What you have to do:
Find every line in the records below that contains the word "white" and copy each one. Matching is case-sensitive.

Entries from an annotation dataset
* * * * * * * * *

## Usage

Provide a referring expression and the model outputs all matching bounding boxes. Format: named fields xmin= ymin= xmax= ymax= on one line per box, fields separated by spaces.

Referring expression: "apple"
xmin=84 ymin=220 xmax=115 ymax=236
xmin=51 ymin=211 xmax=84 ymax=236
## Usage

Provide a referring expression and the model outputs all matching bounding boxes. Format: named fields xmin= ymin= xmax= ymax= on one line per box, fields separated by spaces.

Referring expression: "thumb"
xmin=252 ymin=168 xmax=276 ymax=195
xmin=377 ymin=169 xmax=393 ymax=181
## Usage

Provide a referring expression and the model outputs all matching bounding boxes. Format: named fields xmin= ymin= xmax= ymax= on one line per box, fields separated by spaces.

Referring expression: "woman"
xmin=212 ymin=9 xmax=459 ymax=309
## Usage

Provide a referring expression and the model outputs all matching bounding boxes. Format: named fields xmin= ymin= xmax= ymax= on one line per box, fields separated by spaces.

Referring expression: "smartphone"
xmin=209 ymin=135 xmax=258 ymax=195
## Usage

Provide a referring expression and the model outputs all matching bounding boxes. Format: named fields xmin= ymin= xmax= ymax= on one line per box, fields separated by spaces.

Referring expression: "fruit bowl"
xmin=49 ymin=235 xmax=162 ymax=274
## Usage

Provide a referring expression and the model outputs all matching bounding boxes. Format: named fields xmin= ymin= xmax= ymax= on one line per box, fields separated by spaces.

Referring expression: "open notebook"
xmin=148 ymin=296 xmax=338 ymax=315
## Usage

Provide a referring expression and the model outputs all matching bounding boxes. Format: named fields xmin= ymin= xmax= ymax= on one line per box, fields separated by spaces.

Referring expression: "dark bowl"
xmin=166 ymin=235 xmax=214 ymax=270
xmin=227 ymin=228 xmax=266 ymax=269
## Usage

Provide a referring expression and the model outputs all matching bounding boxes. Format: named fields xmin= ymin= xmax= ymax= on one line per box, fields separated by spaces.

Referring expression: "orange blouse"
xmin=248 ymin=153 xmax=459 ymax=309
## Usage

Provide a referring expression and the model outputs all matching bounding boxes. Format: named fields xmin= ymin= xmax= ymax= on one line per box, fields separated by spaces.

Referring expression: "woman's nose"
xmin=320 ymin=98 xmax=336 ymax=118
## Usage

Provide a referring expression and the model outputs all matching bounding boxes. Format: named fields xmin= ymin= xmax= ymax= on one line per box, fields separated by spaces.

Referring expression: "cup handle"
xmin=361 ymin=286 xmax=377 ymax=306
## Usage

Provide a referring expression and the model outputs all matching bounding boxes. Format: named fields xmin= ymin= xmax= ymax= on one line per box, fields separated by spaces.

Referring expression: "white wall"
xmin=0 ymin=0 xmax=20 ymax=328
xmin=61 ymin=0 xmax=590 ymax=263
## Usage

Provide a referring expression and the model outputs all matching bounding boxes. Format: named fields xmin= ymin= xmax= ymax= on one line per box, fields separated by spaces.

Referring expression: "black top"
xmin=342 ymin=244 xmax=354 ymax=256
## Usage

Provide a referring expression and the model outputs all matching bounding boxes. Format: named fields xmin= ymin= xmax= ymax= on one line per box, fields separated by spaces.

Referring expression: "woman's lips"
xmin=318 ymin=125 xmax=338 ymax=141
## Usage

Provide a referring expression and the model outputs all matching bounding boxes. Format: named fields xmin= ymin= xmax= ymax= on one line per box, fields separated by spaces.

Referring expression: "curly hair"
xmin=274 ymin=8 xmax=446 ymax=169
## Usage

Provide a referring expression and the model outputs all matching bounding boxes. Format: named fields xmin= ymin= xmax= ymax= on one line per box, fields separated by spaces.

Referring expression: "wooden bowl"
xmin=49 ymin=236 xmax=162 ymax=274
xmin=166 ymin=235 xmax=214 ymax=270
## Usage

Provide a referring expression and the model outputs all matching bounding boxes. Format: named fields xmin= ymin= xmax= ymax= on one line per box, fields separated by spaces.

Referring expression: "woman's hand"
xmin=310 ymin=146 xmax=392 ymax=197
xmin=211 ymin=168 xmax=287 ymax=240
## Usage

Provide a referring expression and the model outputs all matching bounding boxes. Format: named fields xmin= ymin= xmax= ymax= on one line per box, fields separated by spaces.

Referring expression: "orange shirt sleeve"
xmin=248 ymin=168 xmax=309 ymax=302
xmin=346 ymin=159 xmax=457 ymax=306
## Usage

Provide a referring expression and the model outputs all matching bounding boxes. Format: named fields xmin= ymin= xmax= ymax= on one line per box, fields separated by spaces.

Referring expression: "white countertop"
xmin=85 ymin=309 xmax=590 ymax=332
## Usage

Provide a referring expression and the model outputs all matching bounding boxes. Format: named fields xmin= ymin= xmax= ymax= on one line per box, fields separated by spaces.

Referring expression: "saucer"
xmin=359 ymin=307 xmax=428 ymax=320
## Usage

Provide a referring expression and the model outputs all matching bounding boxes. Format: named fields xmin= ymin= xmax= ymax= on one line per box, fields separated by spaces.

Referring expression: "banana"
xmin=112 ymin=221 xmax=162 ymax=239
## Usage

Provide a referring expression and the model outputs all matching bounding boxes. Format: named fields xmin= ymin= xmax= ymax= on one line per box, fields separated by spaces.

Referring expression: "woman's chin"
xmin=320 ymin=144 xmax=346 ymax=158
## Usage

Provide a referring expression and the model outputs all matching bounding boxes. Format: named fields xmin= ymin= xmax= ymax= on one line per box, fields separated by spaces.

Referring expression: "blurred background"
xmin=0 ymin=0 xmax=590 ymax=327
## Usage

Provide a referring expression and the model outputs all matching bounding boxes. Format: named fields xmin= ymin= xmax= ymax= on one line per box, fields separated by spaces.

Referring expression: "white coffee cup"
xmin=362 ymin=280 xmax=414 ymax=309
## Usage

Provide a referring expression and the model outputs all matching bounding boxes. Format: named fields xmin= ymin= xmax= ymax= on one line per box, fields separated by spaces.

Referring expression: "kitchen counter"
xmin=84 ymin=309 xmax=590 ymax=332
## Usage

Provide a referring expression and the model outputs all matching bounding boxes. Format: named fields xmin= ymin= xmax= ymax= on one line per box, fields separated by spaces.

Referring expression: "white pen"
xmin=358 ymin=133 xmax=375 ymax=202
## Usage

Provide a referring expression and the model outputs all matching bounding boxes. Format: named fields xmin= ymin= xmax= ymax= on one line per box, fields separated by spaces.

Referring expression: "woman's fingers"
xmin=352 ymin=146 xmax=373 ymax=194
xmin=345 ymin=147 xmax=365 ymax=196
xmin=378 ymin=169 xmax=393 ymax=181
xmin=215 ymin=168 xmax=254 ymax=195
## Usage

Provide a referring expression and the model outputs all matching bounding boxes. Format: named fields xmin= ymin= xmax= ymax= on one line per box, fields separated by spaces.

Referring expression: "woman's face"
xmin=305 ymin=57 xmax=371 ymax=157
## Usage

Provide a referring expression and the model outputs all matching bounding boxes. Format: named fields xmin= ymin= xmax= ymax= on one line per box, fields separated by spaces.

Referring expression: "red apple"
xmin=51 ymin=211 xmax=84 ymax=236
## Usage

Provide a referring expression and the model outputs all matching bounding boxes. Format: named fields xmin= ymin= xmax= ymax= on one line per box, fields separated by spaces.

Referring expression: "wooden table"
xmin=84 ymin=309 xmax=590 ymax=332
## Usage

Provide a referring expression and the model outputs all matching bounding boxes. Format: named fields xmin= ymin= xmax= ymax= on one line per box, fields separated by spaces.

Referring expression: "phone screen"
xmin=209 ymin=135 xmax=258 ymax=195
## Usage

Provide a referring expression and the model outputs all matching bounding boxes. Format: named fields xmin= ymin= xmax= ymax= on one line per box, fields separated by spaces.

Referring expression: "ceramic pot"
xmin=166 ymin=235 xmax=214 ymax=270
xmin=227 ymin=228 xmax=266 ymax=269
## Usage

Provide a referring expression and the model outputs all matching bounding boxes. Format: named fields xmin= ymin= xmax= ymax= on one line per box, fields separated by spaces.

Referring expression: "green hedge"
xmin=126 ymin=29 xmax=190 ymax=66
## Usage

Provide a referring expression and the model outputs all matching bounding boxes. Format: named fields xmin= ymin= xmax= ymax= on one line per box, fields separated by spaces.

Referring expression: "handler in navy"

* * * * * * * * *

Complete answer:
Referring expression: "white wall"
Referring expression: "white countertop"
Referring expression: "white coffee cup"
Referring expression: "white pen"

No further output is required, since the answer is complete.